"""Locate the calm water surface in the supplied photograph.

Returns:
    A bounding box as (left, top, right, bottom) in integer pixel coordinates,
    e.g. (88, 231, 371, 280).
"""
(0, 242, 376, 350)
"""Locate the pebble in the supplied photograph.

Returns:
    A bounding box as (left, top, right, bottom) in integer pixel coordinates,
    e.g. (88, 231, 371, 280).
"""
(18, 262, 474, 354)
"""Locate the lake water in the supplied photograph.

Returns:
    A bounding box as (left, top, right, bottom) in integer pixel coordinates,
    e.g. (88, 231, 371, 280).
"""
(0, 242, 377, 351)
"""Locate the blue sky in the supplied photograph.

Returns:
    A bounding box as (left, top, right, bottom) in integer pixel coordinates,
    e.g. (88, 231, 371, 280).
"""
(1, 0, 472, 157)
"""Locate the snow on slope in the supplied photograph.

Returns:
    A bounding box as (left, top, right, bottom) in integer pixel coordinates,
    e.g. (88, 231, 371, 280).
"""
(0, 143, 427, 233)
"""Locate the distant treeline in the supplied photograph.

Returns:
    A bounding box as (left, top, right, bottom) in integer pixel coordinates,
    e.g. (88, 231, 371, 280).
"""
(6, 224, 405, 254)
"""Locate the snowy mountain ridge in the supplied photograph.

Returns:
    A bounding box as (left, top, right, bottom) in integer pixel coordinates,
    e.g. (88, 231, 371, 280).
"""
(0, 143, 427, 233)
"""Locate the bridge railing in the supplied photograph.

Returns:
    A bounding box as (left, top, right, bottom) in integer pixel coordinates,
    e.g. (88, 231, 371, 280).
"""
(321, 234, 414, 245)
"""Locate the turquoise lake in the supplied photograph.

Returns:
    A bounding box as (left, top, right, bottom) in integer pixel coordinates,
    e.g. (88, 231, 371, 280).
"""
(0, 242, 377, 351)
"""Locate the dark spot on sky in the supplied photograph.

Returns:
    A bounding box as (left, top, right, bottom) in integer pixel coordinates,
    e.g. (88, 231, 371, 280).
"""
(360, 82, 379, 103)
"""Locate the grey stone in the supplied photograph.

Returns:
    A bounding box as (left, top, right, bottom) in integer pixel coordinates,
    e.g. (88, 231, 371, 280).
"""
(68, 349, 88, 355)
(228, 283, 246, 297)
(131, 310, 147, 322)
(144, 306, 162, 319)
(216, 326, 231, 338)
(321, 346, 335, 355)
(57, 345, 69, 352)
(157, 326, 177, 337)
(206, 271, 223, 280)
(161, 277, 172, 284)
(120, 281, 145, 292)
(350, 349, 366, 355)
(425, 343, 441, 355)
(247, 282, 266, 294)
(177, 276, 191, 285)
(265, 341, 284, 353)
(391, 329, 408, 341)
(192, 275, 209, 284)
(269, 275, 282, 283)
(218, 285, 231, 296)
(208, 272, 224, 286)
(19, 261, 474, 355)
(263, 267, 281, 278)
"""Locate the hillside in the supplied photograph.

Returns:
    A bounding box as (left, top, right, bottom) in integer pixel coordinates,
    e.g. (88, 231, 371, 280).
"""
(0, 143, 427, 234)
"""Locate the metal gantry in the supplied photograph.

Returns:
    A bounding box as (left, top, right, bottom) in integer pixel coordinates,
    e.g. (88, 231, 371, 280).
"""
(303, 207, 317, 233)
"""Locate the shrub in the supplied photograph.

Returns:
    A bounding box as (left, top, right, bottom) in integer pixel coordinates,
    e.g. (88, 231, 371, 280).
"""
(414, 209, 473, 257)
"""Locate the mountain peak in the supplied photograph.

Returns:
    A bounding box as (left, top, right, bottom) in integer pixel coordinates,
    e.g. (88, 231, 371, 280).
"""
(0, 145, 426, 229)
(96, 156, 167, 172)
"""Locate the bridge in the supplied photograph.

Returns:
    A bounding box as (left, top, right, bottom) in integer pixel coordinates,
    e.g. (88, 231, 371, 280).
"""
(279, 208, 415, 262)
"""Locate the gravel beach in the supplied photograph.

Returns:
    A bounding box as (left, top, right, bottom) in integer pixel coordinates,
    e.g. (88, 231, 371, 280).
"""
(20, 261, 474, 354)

----

* **TASK STATEMENT**
Report each line of the entries where the word "water" occurs.

* **EXERCISE SOLUTION**
"""Locate the calm water surface in the supplied photograph.
"""Locate the lake water in the supplied photograph.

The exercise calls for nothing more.